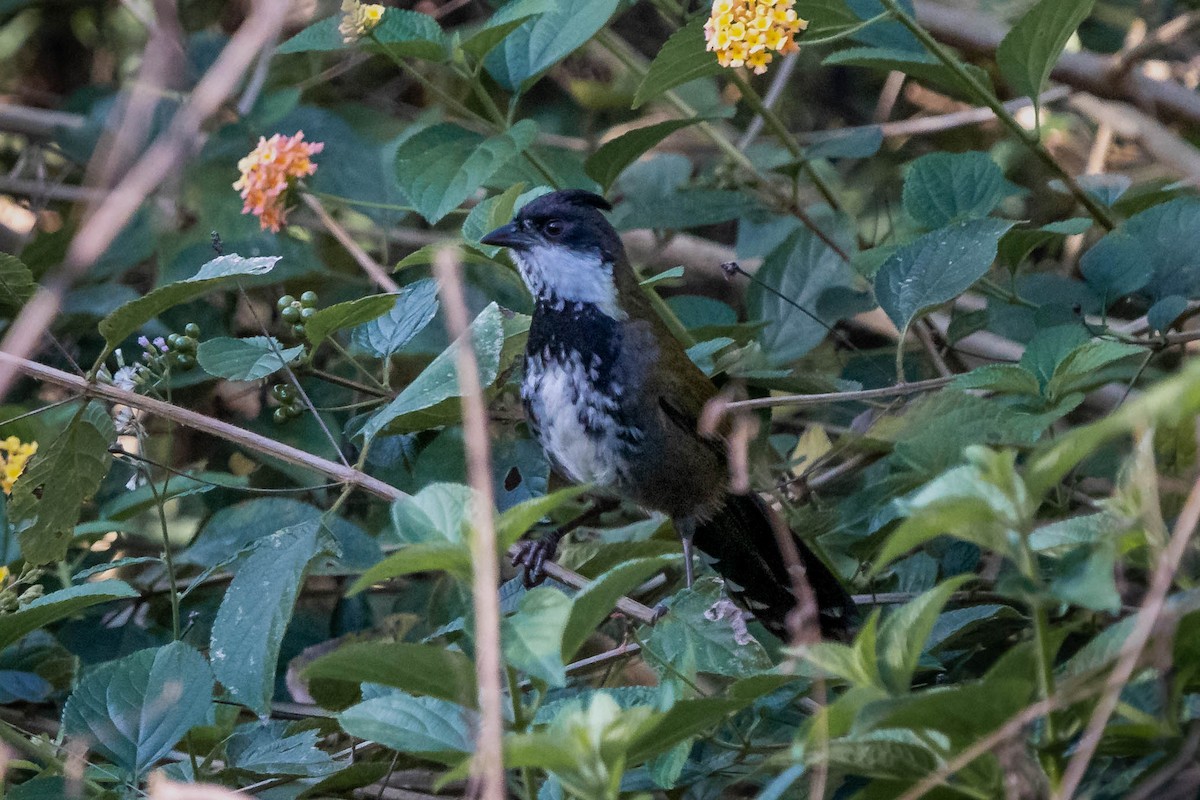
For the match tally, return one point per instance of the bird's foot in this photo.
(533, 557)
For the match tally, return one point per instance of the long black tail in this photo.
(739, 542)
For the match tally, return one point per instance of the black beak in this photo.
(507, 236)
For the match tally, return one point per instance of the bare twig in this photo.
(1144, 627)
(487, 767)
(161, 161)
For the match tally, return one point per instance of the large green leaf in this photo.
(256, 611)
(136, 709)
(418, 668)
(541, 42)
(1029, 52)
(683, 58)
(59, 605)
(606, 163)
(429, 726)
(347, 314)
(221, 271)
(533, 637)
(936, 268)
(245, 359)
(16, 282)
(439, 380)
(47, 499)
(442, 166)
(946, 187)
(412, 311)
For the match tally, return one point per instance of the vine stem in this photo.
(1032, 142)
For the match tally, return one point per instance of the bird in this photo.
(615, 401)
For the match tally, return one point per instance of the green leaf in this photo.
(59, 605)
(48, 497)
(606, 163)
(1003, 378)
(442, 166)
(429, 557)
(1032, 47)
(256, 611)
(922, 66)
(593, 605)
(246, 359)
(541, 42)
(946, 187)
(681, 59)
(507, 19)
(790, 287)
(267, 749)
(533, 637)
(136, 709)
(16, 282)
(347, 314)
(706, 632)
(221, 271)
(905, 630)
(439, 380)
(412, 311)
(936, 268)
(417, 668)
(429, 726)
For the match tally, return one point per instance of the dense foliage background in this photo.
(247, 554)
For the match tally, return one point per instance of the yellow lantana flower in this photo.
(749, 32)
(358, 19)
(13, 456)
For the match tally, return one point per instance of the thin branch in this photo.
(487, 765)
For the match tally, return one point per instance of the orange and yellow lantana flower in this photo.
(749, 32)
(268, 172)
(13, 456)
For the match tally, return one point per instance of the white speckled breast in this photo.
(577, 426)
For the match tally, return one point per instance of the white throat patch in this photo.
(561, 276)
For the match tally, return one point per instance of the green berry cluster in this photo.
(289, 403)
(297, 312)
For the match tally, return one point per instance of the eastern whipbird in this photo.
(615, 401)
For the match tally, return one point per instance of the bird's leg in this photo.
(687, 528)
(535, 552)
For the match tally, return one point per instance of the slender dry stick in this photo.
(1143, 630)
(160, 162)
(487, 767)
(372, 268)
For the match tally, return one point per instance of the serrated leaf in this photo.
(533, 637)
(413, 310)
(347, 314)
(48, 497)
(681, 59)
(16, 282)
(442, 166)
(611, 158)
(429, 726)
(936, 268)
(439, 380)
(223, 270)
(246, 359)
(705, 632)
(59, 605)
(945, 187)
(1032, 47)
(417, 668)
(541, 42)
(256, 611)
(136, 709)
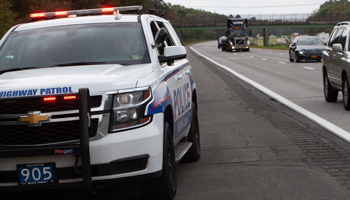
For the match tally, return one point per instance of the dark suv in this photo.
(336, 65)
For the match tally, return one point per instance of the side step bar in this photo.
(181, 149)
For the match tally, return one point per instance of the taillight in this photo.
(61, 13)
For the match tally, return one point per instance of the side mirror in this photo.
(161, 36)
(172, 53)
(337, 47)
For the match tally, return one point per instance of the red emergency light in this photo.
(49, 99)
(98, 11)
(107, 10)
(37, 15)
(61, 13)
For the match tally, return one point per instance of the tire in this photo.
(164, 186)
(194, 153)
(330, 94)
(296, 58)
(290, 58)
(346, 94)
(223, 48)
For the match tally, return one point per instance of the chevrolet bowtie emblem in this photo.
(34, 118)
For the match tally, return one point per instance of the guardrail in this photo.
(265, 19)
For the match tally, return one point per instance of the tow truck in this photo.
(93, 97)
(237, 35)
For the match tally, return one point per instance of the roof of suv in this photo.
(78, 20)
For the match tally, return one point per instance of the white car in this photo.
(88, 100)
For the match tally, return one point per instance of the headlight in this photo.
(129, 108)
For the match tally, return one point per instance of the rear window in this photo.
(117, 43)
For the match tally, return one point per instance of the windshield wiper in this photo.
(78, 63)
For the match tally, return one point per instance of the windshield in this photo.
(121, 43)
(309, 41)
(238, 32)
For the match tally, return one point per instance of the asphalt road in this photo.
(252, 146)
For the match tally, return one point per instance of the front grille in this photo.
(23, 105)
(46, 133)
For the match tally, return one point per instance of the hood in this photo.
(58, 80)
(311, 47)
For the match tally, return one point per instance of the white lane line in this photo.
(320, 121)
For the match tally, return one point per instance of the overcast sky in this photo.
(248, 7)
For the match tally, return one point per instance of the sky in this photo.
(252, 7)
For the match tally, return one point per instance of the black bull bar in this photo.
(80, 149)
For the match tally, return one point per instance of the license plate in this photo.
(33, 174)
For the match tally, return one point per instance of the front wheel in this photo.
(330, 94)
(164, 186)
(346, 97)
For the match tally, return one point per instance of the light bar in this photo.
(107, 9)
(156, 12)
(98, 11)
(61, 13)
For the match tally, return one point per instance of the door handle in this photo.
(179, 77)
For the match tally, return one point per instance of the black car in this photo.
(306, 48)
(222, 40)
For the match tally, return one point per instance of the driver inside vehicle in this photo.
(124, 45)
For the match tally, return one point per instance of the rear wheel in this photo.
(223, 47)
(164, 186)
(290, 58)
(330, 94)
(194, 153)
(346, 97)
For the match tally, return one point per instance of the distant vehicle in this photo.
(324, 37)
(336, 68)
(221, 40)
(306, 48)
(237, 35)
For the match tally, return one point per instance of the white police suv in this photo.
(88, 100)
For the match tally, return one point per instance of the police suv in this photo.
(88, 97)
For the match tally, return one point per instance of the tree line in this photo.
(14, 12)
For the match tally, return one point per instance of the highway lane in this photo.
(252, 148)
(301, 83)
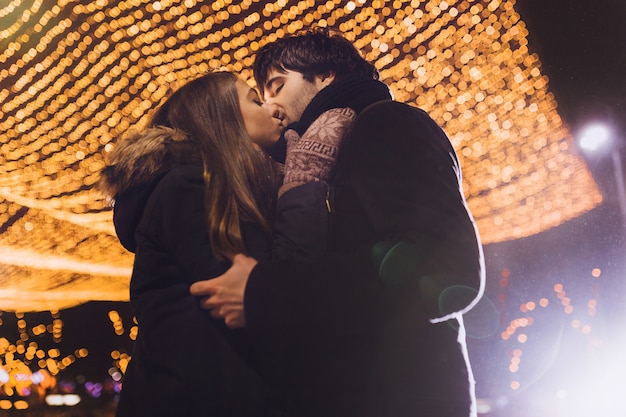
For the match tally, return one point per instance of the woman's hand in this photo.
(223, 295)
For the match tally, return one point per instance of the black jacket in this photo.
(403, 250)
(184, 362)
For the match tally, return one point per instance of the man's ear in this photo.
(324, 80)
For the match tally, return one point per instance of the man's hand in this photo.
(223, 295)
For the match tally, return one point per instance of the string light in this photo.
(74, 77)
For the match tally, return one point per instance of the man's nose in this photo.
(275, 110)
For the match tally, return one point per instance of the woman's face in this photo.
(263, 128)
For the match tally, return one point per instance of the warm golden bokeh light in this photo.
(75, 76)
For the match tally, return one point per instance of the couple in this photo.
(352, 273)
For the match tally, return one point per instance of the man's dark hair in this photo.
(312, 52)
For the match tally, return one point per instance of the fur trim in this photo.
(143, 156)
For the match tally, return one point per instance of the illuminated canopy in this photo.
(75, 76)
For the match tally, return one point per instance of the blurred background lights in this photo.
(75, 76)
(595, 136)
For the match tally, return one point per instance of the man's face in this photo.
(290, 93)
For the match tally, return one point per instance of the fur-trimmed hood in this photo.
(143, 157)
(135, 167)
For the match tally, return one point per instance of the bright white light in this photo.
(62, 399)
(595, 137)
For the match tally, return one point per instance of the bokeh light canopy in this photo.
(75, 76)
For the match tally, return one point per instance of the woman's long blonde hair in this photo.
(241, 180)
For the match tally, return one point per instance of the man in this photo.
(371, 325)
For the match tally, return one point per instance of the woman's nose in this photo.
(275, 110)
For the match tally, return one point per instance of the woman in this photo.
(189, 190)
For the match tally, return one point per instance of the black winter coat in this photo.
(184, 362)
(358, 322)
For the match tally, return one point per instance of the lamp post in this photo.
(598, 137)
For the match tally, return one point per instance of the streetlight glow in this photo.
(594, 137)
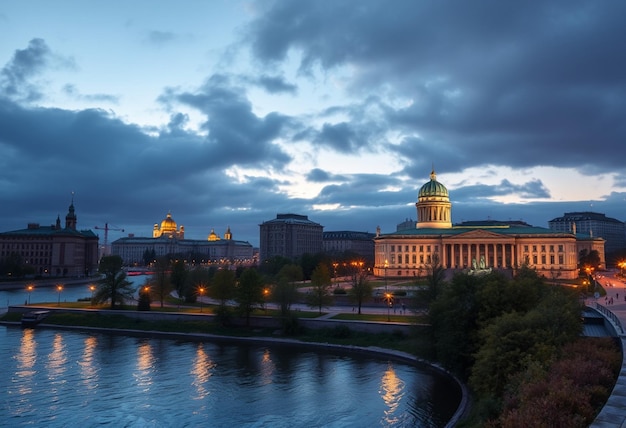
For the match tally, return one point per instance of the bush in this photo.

--- --- ---

*WORK INSTRUCTION*: The full listing above, duplicated exactly and without its pictures, is the answer.

*REPLY*:
For the match tally, return one point per instance of the bird's foot in this photo.
(533, 557)
For the match tally, return one point per instance of the long black tail in this photo.
(739, 542)
For the match tally, return one point per instance of the black beak in this photo.
(507, 236)
For the match tally, return one point per instance of the bare twig in this photo.
(1144, 627)
(487, 767)
(161, 161)
For the match tally, return one point per instance of the large green leaf in this photo.
(256, 611)
(136, 709)
(418, 668)
(541, 42)
(1029, 52)
(683, 58)
(59, 605)
(606, 163)
(429, 726)
(347, 314)
(221, 271)
(533, 637)
(936, 268)
(245, 359)
(16, 282)
(439, 380)
(47, 499)
(442, 166)
(946, 187)
(412, 311)
For the match tally, return one point per instance of the vine stem in this photo.
(1032, 142)
For the match tally, return one point per instance of the bird in this photo.
(615, 401)
For the match tally, return one point per instance of the green leaf in this photo.
(59, 605)
(48, 497)
(606, 163)
(1003, 378)
(442, 166)
(429, 557)
(1032, 47)
(256, 611)
(922, 66)
(593, 605)
(246, 359)
(541, 42)
(946, 187)
(681, 59)
(507, 19)
(790, 287)
(267, 749)
(533, 637)
(136, 709)
(16, 282)
(347, 314)
(706, 632)
(221, 271)
(905, 630)
(439, 380)
(412, 311)
(936, 268)
(417, 668)
(429, 726)
For the match tally, return one point per instance of the dense foliage background in this photo.
(247, 554)
For the match tally, return one point per instance of the yellow lantana flower in this photo.
(749, 32)
(358, 19)
(13, 456)
For the match tally, return one point per instance of the thin branch in this photo.
(487, 765)
For the match tally, return one point per instance of the orange and yellow lantana flower in this photo.
(749, 32)
(268, 172)
(13, 456)
For the match tally, return one point per instance of the white speckled breast in this photo.
(577, 426)
For the match tally, return one point per instance of the white throat patch in this photo.
(561, 276)
For the match tally, return one point per instance of the green berry cluster in this photo.
(289, 403)
(297, 312)
For the match tally, return one point per instance of the eastern whipbird in this photo.
(615, 401)
For the match tally, return one point per instance of the bird's leg in this photo.
(687, 528)
(535, 552)
For the match tally, return one point per instance of the slender dry stick in this photo.
(1143, 630)
(160, 162)
(487, 767)
(372, 268)
For the match tally, return one point per instance of the serrated leaf in this photo.
(533, 637)
(413, 310)
(347, 314)
(48, 497)
(681, 59)
(16, 282)
(442, 166)
(611, 158)
(429, 726)
(936, 268)
(439, 380)
(223, 270)
(246, 359)
(705, 632)
(59, 605)
(945, 187)
(1032, 47)
(417, 668)
(541, 42)
(256, 611)
(136, 709)
For the match tally, return one point per instance of the dark suv in this photo.
(336, 65)
For the match tally, return one point per instance of the side step bar in this photo.
(181, 149)
For the match tally, return one point per instance of the taillight in this photo.
(61, 13)
For the match tally, return one point per instance of the side mirror in this photo.
(161, 36)
(172, 53)
(337, 47)
For the match tally, return one point per instance of the red emergency light in this photo.
(49, 99)
(98, 11)
(107, 10)
(37, 15)
(61, 13)
For the match tally, return one point per instance of the tire in this photo.
(164, 186)
(194, 153)
(330, 94)
(296, 58)
(290, 58)
(346, 94)
(223, 48)
For the match tally, return one point per instance of the chevrolet bowtie emblem in this photo.
(34, 118)
For the match tally, return one point per instance of the guardrail in this photo.
(265, 19)
For the match tally, return one point per instance of the tow truck in this photo.
(93, 97)
(237, 35)
For the match tally, return one point per instance of the roof of suv in this photo.
(78, 20)
For the match tally, return one point per instance of the white car in this photo.
(88, 100)
For the match tally, return one point per instance of the headlight in this photo.
(129, 108)
For the match tally, return one point per instance of the rear window in this photo.
(117, 43)
For the match tally, return one point per instance of the windshield wiper in this photo.
(78, 63)
For the match tally, return one point per instance of the windshield in this photo.
(121, 43)
(309, 41)
(238, 32)
For the match tally, return one point per instance of the asphalt road in this photo.
(252, 146)
For the match tally, return one point per instance of the front grille in this photo.
(23, 105)
(46, 133)
For the match tally, return one point per instance of the hood in this photo.
(58, 80)
(311, 47)
For the match tally, return one point per instance of the white lane line in this photo.
(320, 121)
For the match tally, return one point per instance of the overcast sky in this photo.
(248, 7)
For the match tally, return one point per instance of the sky in this photo.
(252, 7)
For the match tally, return one point per instance of the black bull bar in this photo.
(80, 149)
For the match tally, return one point per instance of the license plate in this photo.
(33, 174)
For the match tally, return one point per instance of the front wheel in this photo.
(330, 94)
(164, 186)
(346, 97)
For the match tally, return one point per instance of the light bar in this photo.
(107, 9)
(156, 12)
(98, 11)
(61, 13)
For the match tally, return one point per instance of the door handle in this photo.
(179, 77)
For the match tally, return one point per instance of the black car in this photo.
(306, 48)
(222, 40)
For the match tally, return one point per instance of the driver inside vehicle in this photo.
(124, 45)
For the match tally, return one point per instance of the rear wheel in this photo.
(223, 47)
(164, 186)
(290, 58)
(330, 94)
(194, 153)
(346, 97)
For the match tally, return one point per instance of the distant vehicle in this photo.
(324, 37)
(336, 68)
(221, 40)
(306, 48)
(237, 35)
For the match tally, return one point per instance of the white police suv in this photo.
(88, 100)
For the match tally, return one point per instance of the police suv in this photo.
(88, 97)
For the match tally, return one point per instance of the tree line in this photo.
(14, 12)
For the match tally, return one point per instance of the highway lane in this photo.
(252, 148)
(301, 83)
For the match tally, return one point per instance of the woman's hand in this photo.
(223, 295)
For the match tally, return one point per instance of the black jacket in this photo.
(403, 250)
(184, 362)
For the match tally, return one point per instance of the man's ear in this photo.
(324, 80)
For the match tally, return one point per instance of the man's hand in this photo.
(223, 295)
For the match tally, return one point per instance of the string light in this photo.
(74, 77)
For the match tally, return one point per instance of the man's nose in this photo.
(275, 110)
For the match tally, return one point per instance of the woman's face in this photo.
(263, 128)
For the match tally, return one point per instance of the warm golden bokeh light in this photo.
(75, 76)
For the match tally, return one point per instance of the couple in this photo.
(352, 273)
For the match tally, return one point per instance of the man's dark hair in this photo.
(312, 52)
For the match tally, return one point per instance of the fur trim in this photo.
(143, 156)
For the match tally, return one point per instance of the illuminated canopy in this photo.
(75, 76)
For the match tally, return one point per instance of the blurred background lights in this photo.
(75, 76)
(595, 136)
For the match tally, return one point per instance of the man's face in this photo.
(290, 93)
For the match tally, return one point per instance of the fur-trimmed hood in this photo.
(143, 157)
(135, 167)
For the match tally, return one point per instance of the bright white light in this photo.
(62, 399)
(595, 137)
For the match tally, return one point per instance of the bokeh light canopy in this photo.
(75, 76)
For the match tally, return one point per instance of the woman's long blonde hair in this photo.
(241, 180)
For the match tally, return one point per instance of the man in this photo.
(371, 325)
For the match tally, return one point per instance of the woman's nose in this photo.
(275, 110)
For the match tally, return one point per instance of the woman in this photo.
(189, 190)
For the match tally, return one point per instance of the black winter coat in this photo.
(184, 362)
(358, 322)
For the match tally, return one point per instance of the lamp post in this photo.
(598, 137)
For the match tally, return one point per instance of the streetlight glow in this photo.
(594, 137)
For the match tally, return one point per instance of the bush in this photo.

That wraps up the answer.